EXERCISE: Update the data below by changing every "evenodd" to "nonzero", keeping all other text as it is.

━━ DATA FOR THIS EXERCISE ━━

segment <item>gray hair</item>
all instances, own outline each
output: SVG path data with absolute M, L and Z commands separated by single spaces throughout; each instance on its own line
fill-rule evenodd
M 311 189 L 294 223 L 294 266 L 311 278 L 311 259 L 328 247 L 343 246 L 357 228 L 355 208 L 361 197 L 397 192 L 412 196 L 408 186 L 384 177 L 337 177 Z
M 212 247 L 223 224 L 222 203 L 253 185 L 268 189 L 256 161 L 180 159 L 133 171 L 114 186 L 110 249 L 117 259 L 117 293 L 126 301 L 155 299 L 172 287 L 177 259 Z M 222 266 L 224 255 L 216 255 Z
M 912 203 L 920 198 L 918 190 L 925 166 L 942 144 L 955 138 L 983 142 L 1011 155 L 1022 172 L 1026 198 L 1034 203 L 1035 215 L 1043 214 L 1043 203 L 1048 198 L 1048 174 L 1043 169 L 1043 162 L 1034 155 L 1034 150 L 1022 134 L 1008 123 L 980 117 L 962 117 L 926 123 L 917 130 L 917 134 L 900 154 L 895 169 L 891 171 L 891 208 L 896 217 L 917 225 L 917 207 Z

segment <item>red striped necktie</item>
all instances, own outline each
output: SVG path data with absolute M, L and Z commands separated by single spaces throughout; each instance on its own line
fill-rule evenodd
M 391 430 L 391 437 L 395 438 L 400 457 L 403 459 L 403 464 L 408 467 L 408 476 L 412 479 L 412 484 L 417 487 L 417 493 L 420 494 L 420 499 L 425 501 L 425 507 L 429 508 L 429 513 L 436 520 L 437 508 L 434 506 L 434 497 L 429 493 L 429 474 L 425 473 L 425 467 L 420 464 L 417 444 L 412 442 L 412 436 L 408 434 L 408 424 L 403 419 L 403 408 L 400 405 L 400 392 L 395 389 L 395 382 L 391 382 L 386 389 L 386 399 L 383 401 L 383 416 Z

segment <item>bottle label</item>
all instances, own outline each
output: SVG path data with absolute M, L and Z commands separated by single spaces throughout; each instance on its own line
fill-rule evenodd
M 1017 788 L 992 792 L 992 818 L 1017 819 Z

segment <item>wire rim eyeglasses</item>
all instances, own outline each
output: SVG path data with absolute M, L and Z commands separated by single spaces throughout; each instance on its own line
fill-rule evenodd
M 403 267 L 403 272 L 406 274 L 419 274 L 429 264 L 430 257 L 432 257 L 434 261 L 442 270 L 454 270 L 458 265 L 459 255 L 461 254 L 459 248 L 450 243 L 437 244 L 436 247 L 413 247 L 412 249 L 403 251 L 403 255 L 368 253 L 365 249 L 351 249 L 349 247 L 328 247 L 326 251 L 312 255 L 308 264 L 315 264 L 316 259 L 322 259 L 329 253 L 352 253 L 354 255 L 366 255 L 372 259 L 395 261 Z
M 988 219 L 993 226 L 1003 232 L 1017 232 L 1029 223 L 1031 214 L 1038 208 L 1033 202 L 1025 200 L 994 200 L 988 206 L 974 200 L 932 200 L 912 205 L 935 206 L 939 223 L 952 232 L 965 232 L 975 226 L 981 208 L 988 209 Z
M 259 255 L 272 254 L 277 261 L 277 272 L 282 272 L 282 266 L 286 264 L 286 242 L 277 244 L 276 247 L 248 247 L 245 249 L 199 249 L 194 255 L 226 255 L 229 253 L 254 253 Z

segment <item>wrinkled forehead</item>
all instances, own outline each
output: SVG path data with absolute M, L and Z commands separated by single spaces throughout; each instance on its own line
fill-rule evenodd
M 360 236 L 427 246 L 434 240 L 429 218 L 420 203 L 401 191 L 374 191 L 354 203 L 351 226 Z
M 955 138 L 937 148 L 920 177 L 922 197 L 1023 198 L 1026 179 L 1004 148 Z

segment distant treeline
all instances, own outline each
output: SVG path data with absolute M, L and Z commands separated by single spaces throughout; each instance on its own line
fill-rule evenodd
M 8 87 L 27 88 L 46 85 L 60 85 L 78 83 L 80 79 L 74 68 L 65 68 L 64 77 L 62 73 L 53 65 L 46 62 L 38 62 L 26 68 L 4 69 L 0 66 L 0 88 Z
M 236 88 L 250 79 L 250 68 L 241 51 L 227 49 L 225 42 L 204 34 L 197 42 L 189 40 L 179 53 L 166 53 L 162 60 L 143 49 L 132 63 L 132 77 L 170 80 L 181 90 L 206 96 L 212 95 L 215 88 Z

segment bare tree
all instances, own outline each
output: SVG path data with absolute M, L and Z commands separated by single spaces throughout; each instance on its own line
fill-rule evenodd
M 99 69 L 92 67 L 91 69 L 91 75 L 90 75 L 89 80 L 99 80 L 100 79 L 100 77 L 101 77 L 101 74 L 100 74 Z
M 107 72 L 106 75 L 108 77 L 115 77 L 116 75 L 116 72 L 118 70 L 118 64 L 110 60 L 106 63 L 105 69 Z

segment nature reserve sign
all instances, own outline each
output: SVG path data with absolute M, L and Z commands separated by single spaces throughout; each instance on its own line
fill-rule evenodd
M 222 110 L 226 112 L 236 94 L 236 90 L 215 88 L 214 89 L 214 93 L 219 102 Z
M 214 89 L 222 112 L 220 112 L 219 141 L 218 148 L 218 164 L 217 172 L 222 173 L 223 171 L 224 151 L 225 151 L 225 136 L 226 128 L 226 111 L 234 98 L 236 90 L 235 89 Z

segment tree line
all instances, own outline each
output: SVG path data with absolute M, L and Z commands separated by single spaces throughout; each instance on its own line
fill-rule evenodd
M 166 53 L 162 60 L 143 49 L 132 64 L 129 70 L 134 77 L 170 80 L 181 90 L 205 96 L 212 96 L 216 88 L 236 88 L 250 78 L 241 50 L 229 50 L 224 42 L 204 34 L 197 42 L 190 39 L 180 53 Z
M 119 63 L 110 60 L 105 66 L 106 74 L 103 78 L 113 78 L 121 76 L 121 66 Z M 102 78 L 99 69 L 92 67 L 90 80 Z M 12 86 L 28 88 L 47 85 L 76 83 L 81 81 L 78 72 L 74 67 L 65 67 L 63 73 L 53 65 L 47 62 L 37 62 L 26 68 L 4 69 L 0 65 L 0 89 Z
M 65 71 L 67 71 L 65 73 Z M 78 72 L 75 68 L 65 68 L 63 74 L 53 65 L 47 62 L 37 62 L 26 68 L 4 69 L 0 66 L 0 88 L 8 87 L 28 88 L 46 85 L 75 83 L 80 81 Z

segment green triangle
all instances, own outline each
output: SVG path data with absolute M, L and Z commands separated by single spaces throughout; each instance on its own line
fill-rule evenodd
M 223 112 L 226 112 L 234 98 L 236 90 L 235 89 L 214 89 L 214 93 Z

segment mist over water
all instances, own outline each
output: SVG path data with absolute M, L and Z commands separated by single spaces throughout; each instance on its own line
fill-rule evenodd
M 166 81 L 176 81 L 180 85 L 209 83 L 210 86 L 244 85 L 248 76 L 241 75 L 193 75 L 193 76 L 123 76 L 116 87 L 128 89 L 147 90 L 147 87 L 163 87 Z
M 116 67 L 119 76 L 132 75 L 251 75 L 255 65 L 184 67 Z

━━━

WRITTEN ANSWER:
segment <item>gray hair</item>
all instances, own outline each
output: SVG path data with absolute M, L and Z commands separated by single spaces throughout; each instance on its own line
fill-rule nonzero
M 311 189 L 294 223 L 294 266 L 311 278 L 311 259 L 328 247 L 343 246 L 357 228 L 355 208 L 361 197 L 397 192 L 412 196 L 408 186 L 384 177 L 337 177 Z
M 212 247 L 223 224 L 222 203 L 253 185 L 268 189 L 256 161 L 180 159 L 133 171 L 114 186 L 110 249 L 117 259 L 117 293 L 126 301 L 155 299 L 172 287 L 177 259 Z M 222 266 L 224 255 L 216 255 Z
M 912 203 L 920 198 L 918 190 L 925 166 L 942 144 L 955 138 L 983 142 L 1011 155 L 1022 172 L 1026 198 L 1034 203 L 1035 215 L 1043 214 L 1043 203 L 1048 198 L 1048 174 L 1043 169 L 1043 162 L 1034 155 L 1034 150 L 1022 134 L 1008 123 L 980 117 L 962 117 L 926 123 L 917 130 L 917 134 L 900 154 L 895 169 L 891 171 L 891 208 L 896 217 L 917 225 L 917 207 Z

segment <item>red striped necktie</item>
all instances, own outline each
output: SVG path data with absolute M, L and Z commands separated by single spaces throughout; each instance on its own line
fill-rule nonzero
M 391 430 L 391 437 L 395 438 L 400 457 L 403 459 L 403 464 L 408 467 L 408 476 L 412 479 L 412 484 L 417 487 L 417 493 L 420 494 L 420 499 L 425 501 L 425 507 L 429 508 L 429 513 L 436 520 L 437 508 L 434 506 L 434 497 L 429 493 L 429 474 L 425 473 L 425 467 L 420 464 L 417 444 L 412 442 L 412 436 L 408 434 L 408 424 L 403 419 L 403 408 L 400 405 L 400 392 L 395 389 L 395 382 L 391 382 L 386 389 L 386 399 L 383 401 L 383 416 Z

segment <item>bottle label</item>
all instances, own outline each
output: SVG path data with absolute M, L and Z commands separated by single spaces throughout; each instance on its own line
fill-rule nonzero
M 1017 788 L 992 792 L 992 818 L 1017 819 Z

segment <item>wire rim eyeglasses</item>
all instances, own outline each
output: SVG path data with absolute M, L and Z commands separated by single spaces throughout; each instance on its own line
fill-rule nonzero
M 403 267 L 403 272 L 406 274 L 419 274 L 429 264 L 430 257 L 432 257 L 434 261 L 442 270 L 454 270 L 458 265 L 459 255 L 461 254 L 459 248 L 450 243 L 437 244 L 436 247 L 413 247 L 412 249 L 403 251 L 403 255 L 368 253 L 365 249 L 351 249 L 349 247 L 328 247 L 326 251 L 312 255 L 308 264 L 315 264 L 316 259 L 322 259 L 329 253 L 352 253 L 354 255 L 366 255 L 372 259 L 395 261 Z
M 988 219 L 993 226 L 1003 232 L 1017 232 L 1029 223 L 1031 214 L 1038 208 L 1033 202 L 1025 200 L 994 200 L 988 206 L 974 200 L 932 200 L 912 205 L 935 206 L 939 223 L 952 232 L 965 232 L 975 226 L 981 208 L 988 209 Z
M 259 255 L 272 254 L 277 261 L 277 272 L 282 272 L 282 266 L 286 264 L 286 242 L 277 244 L 276 247 L 248 247 L 245 249 L 199 249 L 194 255 L 226 255 L 229 253 L 254 253 Z

segment <item>wrinkled forehead</item>
all instances, own outline each
output: SVG path data with absolute M, L and Z commands separated by single spaces throughout; each instance on its own line
fill-rule nonzero
M 360 236 L 427 246 L 434 240 L 429 218 L 420 203 L 401 191 L 374 191 L 354 203 L 351 226 Z
M 955 138 L 937 148 L 920 177 L 922 197 L 1023 198 L 1026 179 L 1004 148 Z

segment distant treeline
all instances, own outline each
output: SVG path data with absolute M, L and Z commands separated by single spaces throughout; each instance on its own line
fill-rule nonzero
M 8 87 L 27 88 L 46 85 L 60 85 L 78 83 L 80 79 L 74 68 L 65 68 L 64 77 L 62 73 L 53 65 L 46 62 L 38 62 L 26 68 L 4 69 L 0 66 L 0 88 Z
M 236 88 L 250 79 L 250 68 L 241 51 L 227 49 L 225 42 L 204 34 L 197 42 L 189 40 L 179 53 L 166 53 L 162 60 L 143 49 L 132 63 L 132 77 L 170 80 L 181 90 L 206 96 L 212 95 L 215 88 Z

segment bare tree
all instances, own outline each
output: SVG path data with absolute M, L and Z commands separated by single spaces throughout; each instance on its own line
fill-rule nonzero
M 99 69 L 92 67 L 91 69 L 91 75 L 90 75 L 89 80 L 99 80 L 100 79 L 100 77 L 101 77 L 101 74 L 100 74 Z
M 107 72 L 106 75 L 108 77 L 115 77 L 116 75 L 116 72 L 118 70 L 118 64 L 110 60 L 106 63 L 105 69 Z

segment nature reserve sign
all instances, own outline each
output: SVG path data with absolute M, L and Z commands separated by single spaces throughout; each instance on its own line
fill-rule nonzero
M 222 110 L 226 112 L 236 94 L 236 90 L 215 88 L 214 89 L 214 93 L 219 102 Z
M 214 89 L 222 112 L 220 112 L 219 141 L 218 148 L 218 164 L 217 172 L 222 173 L 223 171 L 224 151 L 225 151 L 225 136 L 226 128 L 226 111 L 234 98 L 236 90 L 235 89 Z

segment tree line
all instances, own outline each
output: SVG path data with absolute M, L and Z commands separated by single spaces throughout; each instance on its own line
fill-rule nonzero
M 166 53 L 162 60 L 143 49 L 132 64 L 129 70 L 134 77 L 170 80 L 181 90 L 205 96 L 212 96 L 216 88 L 236 88 L 250 78 L 241 50 L 229 50 L 224 42 L 204 34 L 197 42 L 190 39 L 180 53 Z
M 119 63 L 110 60 L 105 66 L 106 74 L 103 78 L 113 78 L 121 76 L 121 66 Z M 102 78 L 99 69 L 92 67 L 90 80 Z M 12 86 L 28 88 L 47 85 L 76 83 L 81 81 L 78 72 L 74 67 L 65 67 L 63 73 L 53 65 L 47 62 L 37 62 L 26 68 L 4 69 L 0 65 L 0 89 Z
M 65 71 L 67 71 L 65 73 Z M 78 72 L 75 68 L 65 68 L 63 74 L 53 65 L 47 62 L 37 62 L 26 68 L 4 69 L 0 66 L 0 88 L 8 87 L 28 88 L 46 85 L 75 83 L 80 81 Z

segment green triangle
all instances, own outline each
output: SVG path data with absolute M, L and Z commands separated by single spaces throughout; each instance on its own line
fill-rule nonzero
M 223 112 L 226 112 L 234 98 L 236 90 L 235 89 L 214 89 L 214 93 Z

segment mist over water
all instances, own outline each
output: SVG path data with absolute M, L and Z commands separated by single spaces throughout; each instance on its own line
fill-rule nonzero
M 166 81 L 176 81 L 180 85 L 209 83 L 210 86 L 244 85 L 248 76 L 241 75 L 193 75 L 193 76 L 123 76 L 116 87 L 128 89 L 147 90 L 147 87 L 163 87 Z
M 116 67 L 119 76 L 132 75 L 251 75 L 255 65 L 184 67 Z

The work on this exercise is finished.